■ PROBLEM DESCRIPTION
Verbatim copy, images removed: write out the entries below.
★ ★ ★ ★
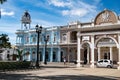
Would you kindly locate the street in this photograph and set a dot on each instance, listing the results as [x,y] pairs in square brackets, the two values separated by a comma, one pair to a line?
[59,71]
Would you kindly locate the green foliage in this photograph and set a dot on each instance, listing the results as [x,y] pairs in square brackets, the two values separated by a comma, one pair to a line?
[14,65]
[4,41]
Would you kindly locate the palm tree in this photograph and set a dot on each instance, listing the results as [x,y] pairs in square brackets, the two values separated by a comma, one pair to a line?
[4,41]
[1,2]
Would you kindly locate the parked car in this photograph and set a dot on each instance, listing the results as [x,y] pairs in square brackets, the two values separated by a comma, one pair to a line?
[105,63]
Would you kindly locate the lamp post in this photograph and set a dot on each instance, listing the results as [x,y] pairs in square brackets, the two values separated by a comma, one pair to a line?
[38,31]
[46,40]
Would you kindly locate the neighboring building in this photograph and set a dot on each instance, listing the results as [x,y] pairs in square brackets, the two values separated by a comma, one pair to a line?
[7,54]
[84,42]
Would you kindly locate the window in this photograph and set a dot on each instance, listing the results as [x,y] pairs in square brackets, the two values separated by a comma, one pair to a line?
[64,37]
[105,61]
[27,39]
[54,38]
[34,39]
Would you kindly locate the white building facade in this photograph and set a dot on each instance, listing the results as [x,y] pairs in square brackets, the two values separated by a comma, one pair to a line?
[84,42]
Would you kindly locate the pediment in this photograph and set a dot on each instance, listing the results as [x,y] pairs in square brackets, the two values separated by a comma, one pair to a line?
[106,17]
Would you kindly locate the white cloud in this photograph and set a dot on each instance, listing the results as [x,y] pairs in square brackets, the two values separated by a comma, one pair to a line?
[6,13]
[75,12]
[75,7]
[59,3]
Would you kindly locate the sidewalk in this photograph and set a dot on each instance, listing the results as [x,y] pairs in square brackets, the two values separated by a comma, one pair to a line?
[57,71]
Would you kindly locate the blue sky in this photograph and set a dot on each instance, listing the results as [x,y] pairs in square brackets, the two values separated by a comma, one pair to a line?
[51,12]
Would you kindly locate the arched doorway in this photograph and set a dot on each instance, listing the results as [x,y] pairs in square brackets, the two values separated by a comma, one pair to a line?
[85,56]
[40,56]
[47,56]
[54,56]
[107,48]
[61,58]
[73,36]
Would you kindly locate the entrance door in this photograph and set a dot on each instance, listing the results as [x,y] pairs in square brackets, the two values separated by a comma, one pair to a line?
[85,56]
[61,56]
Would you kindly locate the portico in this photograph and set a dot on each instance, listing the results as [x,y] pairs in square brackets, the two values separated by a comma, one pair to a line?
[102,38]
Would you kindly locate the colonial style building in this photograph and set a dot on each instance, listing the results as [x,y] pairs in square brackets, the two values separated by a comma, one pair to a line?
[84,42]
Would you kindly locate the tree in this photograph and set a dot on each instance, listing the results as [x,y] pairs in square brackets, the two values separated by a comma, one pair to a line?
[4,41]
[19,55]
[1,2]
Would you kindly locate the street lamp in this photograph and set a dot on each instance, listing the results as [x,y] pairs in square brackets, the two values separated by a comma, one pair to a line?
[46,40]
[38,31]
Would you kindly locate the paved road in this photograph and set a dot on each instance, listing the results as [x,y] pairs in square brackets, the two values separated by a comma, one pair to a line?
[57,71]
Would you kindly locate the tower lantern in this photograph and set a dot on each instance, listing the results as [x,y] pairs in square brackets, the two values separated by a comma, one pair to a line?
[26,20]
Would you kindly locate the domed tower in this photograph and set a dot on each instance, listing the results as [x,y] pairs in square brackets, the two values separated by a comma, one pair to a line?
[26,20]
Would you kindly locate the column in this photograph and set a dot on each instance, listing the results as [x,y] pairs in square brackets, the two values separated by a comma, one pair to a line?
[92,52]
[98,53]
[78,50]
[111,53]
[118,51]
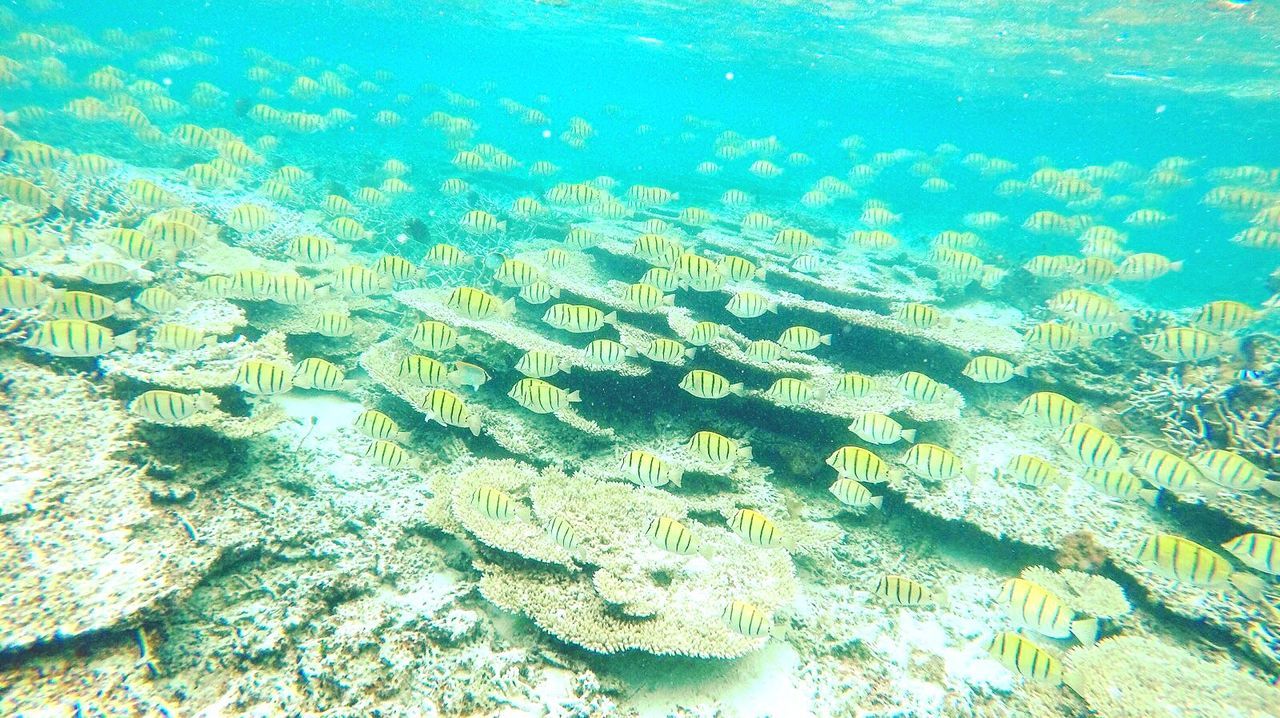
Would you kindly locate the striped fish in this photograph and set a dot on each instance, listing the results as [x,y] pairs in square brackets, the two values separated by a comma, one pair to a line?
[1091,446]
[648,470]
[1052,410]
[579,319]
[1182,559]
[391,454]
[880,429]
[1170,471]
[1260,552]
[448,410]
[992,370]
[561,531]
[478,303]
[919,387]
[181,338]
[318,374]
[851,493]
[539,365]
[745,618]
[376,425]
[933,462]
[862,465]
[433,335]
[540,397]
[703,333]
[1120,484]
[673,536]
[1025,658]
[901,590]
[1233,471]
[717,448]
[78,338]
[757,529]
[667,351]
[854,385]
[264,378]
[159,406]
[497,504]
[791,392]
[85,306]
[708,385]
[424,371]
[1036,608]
★ ★ ★ ★
■ SOLUTION
Would you kindly locate the street in this photograph and set a dot on each instance, listing the results as [x,y] pairs in square brackets, the two values separated by a comma, one pair to a line?
[59,71]
Would you kindly locate the green foliage in this photograph and set a dot on each instance, listing the results as [x,y] pairs in square brackets, the two values separated by a comma, one pair to a line?
[14,65]
[4,41]
Would you kindly locate the palm tree in this photograph and set a dot on each instance, listing the results as [x,y] pairs in square brackets, the two values separated by a comma, one pair to a line?
[4,41]
[1,2]
Would you kindly locate the parked car in this photograph and set a dot on each instance, listing the results as [x,y] pairs in square brackets, the two values separated by a comma, one pair to a line?
[105,63]
Would you kindly locate the lamp post in this photograph and set a dot on each instance, listing the results as [x,y] pairs in square brackets, the two values separated by a comma, one pair to a line?
[38,31]
[46,40]
Would you kindly locate the neighboring building in this photograph and set a dot on each instance, listing the results as [x,y] pairs in square brackets, the two values separated by a comma, one pair to a line?
[7,54]
[84,42]
Would you kindly locate the window in this photograph and set a dot on each instance, listing the results as [x,y] pairs in square brackets, the two values separated by a comma, one pair to a line?
[64,37]
[105,61]
[27,39]
[54,38]
[34,39]
Would you kindly locate the white building facade in this photograph and set a dot on each instance, listing the results as [x,y] pairs in square brackets, the two values separated by a comma, one pair to a line?
[84,42]
Would you kindly locate the pediment in this photograph and set a dot on each instance, listing the results as [x,y] pairs in square brackets, the two values separated by a comma, one pair to a line?
[106,17]
Would you kindly locate the white cloud in this photograph and set a dot on each instance, listing the results as [x,y] pairs in square brackets, the two values separated by a comma, one pair to a line?
[6,13]
[75,12]
[75,7]
[59,3]
Would you kindly locate the sidewalk in this photograph and set a dot on each instance, listing the results as [x,y] pairs in square brackets, the two values separated by a comma, one pair to a line?
[57,71]
Would you kindly locate the blue sky in this photograph and set a dot on each instance, listing the results as [x,y] pairs in square brackets, the two values separated by a comma, one pair to a line?
[51,12]
Would you kindly locate the arched doorway in this photograph and set a dot on each instance, listing the results as [x,y] pairs in square brackets, the two values separated by a comma, one pair to a line?
[85,56]
[40,56]
[47,56]
[54,56]
[107,48]
[61,58]
[73,36]
Would you kindly locate the entrance door in this photograph and set a dot on each instance, listing the results as [x,y] pairs in square brackets, the two values separated by a comma, one pair to a line?
[85,56]
[61,56]
Would you kindly locate the portico in this photograph and set a dot on each instance, listing the results as [x,y] pairs in square brackets, the two values separated by a comma, one pair to a line?
[102,38]
Would you kindly locate the colonial style building in this photograph and set a dot on each instance, listing the results as [x,y] pairs in square brackets, the two values separated by a comma, one pair to a line?
[84,42]
Would you kindly locate the tree in this photograph and set a dot on each instance, listing the results as [x,y] pairs in square brackets, the two values separated by a comma, one pair to a line?
[4,41]
[19,55]
[1,2]
Would you kindly locate the street lamp in this photograph and set a dot on each instance, listing the results as [x,y] pairs in square brackets, the two values separated by a comma, one pair to a line?
[46,40]
[38,31]
Would you kindly locate the paved road in this photograph and set a dot on each instance, listing the results as [x,y] pairs in square brackets, the two values separated by a comma, one pair to a line?
[57,71]
Would you kindly locate the tower lantern in this photograph and set a dot on each instance, listing the results as [x,y] pairs in square brackets, the two values separated by a comma, one pair to a line?
[26,20]
Would you kindly locate the domed tower in this photograph and set a dot on each instance, listing the results as [x,y] pairs in square brackets, the two values separated by a comma, one pair to a line?
[26,20]
Would you kindly locate the column in this photograph and set a dot on each instance, listing the results as [x,y] pairs in square brackets, the two values separated by a comma, one pair to a line?
[92,52]
[98,53]
[78,50]
[111,53]
[118,51]
Would you kindly locate the striped fish in this photograph and set a dot on each instance, listing the results as [x,y] pairs in square brackets, the two values separated by a comma, one pair to a line?
[1091,446]
[648,470]
[1052,410]
[579,319]
[1182,559]
[391,454]
[880,429]
[1170,471]
[1260,552]
[448,410]
[992,370]
[561,531]
[478,303]
[919,387]
[181,338]
[318,374]
[851,493]
[539,365]
[745,618]
[376,425]
[933,462]
[862,465]
[433,335]
[540,397]
[703,333]
[1120,484]
[673,536]
[1025,658]
[901,590]
[1233,471]
[717,448]
[78,338]
[757,529]
[667,351]
[854,385]
[264,378]
[159,406]
[497,504]
[791,392]
[85,306]
[708,385]
[424,371]
[1036,608]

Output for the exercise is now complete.